(YOUR TASK)
An exact copy is needed of the lines from the line holding "per_instance = true" through the final line of the listing below, both included.

(DATASET RECORDS)
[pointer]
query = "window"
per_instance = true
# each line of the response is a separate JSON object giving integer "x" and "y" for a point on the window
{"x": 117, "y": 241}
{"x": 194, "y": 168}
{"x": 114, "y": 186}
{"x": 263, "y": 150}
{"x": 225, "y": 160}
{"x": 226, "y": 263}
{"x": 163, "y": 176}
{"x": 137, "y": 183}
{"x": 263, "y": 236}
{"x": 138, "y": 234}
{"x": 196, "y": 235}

(RESULT OF THE TASK)
per_instance = true
# each line of the response is a separate JSON object giving integer "x" and "y" for a point on the window
{"x": 117, "y": 241}
{"x": 194, "y": 168}
{"x": 114, "y": 186}
{"x": 263, "y": 150}
{"x": 225, "y": 160}
{"x": 226, "y": 263}
{"x": 163, "y": 176}
{"x": 137, "y": 183}
{"x": 263, "y": 236}
{"x": 138, "y": 234}
{"x": 196, "y": 235}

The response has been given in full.